*What to work on*
(A) Answer from the Chandler excerpt:
(i) Which actor did Chandler always picture as Philip Marlowe?
(ii) What name did he like to call Veronica Lake?
(iii) In which work does Miss Morny appear?
(B) Reproduce everything in the Chandler excerpt from "Chandler was a" down to "publishers and friends.".

*Page excerpt*
____
Dashiell Hammett certainly was the father of the hard-boiled mystery. “Hammett took the murder out of the Venetian vase and dropped it into the alley…He was spare, frugal, hard-boiled, but he did over and over again what only the best writers can ever do at all. He wrote scenes that seemed never to have been written before.”  But Chandler “…concentrated on the detective story because it was a popular form and I thought the right and lucky man might finally make it into literature.” And he did!!!!!

For instance, “There was a desert wind blowing that night. It was one of those dry Santa Anas that come down through the mountain passes and curl your hair and make your nerves jump and your skin itch. On nights like that every booze party ends in a fight. Meek little wives feel the edges of the carving knife and study their husband’s necks. Anything can happen. You can even get a full glass of beer at a cocktail lounge.” Literature!

Or, of Miss Morny in The High Window: “The mascara was so thick on her eyelashes that they looked like miniature iron railings.”

Or, more sparingly: “…a shaft of sunlight tickled one of my ankles.”

Chandler was a big fan of Hammett, Erle Stanley Gardner, John Houseman and Shakespeare, not so much of Hemingway, mystery writer James M. Cain and playwright Eugene O’Neill. Included are many excerpts of letters to Gardner, Chandler’s publishers and friends.

Using both photos and words, Day tackles many of the things that Chandler (and his alter ego Philip Marlowe) liked and disliked:

L.A.: “Los Angeles…a city where pretty faces are as common as runs in dollar stockings.”

Veronica Lake (or Miss Moronica Lake, as he liked to call her) in The Blue Dahlia: “The only times she’s good is when she keeps her mouth shut and looks mysterious.”

Lauren Bacall in The Big Sleep: “Her eyes were pools of darkness, much emptier than darkness.”

By the way, he always pictured Cary Grant as Philip Marlowe but agreed that Humphrey Bogart was a natural for the part.

Day follows Chandler’s descriptions of Marlowe’s various offices and apartments in earlier and later works and how they changed…or in some cases how he described the same scene in different words. He follows Chandler’s and Marlowe’s thoughts on women, big business, homosexuality and Hollywood. He enumerates Chandler’s preoccupation with hairlines, eyes, people’s figures, and faces, such as: “He was a tall man with glasses and a high-domed head that made his ears look as if they had slipped down his head” or his face was “…like a gnawed bone…”, “…as intelligent as the bottom of a shoe box…” or my favorite “…a great deal of domed brown forehead that might at a careless glance have seemed a dwelling place for brains.”
____
*Dataset excerpts*
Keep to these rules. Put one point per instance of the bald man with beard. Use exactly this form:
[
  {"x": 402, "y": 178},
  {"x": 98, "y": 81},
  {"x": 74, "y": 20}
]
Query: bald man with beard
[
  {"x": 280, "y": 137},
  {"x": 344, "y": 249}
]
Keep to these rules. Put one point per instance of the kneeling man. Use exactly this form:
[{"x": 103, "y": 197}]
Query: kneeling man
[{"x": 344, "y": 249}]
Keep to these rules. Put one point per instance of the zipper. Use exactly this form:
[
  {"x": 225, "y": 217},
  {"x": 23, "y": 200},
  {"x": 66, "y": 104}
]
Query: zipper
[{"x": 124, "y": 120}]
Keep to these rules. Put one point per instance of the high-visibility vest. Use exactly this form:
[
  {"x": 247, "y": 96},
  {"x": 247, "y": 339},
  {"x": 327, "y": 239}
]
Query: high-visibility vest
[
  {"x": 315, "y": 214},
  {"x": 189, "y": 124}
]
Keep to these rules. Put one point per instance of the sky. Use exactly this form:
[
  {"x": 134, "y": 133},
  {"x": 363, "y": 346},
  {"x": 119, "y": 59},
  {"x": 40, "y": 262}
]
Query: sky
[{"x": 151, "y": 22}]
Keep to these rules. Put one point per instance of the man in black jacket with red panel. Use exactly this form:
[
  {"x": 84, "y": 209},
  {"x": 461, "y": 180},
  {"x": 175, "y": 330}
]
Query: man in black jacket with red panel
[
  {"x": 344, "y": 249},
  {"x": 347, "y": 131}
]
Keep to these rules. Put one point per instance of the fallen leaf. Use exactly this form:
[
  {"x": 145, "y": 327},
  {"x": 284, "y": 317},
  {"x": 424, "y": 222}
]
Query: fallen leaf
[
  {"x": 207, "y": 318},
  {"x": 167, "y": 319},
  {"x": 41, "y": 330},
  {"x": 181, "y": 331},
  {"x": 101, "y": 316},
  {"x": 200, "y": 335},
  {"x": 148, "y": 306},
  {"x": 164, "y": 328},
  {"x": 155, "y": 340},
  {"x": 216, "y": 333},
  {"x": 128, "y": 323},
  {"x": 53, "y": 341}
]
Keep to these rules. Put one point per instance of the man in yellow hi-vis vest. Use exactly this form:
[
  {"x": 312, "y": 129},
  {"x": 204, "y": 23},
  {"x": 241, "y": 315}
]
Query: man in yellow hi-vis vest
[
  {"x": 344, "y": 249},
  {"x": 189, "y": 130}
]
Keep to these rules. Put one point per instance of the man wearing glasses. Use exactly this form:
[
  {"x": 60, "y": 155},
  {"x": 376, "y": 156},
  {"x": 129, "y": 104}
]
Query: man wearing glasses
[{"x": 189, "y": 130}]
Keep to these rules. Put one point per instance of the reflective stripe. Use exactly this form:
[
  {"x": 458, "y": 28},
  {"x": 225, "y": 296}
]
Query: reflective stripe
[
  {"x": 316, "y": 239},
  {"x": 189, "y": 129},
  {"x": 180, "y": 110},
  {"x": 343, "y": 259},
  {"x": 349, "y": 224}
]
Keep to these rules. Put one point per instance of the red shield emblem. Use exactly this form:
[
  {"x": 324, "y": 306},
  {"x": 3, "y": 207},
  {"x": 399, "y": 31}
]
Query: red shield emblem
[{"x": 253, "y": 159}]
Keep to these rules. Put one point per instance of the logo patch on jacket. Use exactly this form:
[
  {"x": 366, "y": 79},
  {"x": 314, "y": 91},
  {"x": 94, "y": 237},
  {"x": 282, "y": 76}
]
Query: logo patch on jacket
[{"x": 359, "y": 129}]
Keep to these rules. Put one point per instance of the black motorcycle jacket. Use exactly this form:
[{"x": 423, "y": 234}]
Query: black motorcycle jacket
____
*Complete answers*
(A)
(i) Cary Grant
(ii) Miss Moronica Lake
(iii) The High Window

(B)
Chandler was a big fan of Hammett, Erle Stanley Gardner, John Houseman and Shakespeare, not so much of Hemingway, mystery writer James M. Cain and playwright Eugene O’Neill. Included are many excerpts of letters to Gardner, Chandler’s publishers and friends.